- Task brief: This task requires every entry to be set down again exactly.

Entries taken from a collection

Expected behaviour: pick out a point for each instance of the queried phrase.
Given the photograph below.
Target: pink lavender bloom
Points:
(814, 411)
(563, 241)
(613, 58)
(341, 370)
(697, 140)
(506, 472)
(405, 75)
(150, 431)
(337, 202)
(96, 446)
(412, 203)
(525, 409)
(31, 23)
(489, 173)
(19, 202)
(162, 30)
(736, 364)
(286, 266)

- Written solution:
Expected behaviour: pick out a point for each instance of the queried phrase.
Given the photograph below.
Target: pink lavender bloom
Points:
(814, 411)
(563, 241)
(613, 58)
(341, 370)
(697, 140)
(506, 472)
(405, 75)
(150, 431)
(337, 202)
(96, 446)
(412, 203)
(525, 409)
(31, 23)
(489, 173)
(19, 202)
(162, 30)
(736, 364)
(286, 266)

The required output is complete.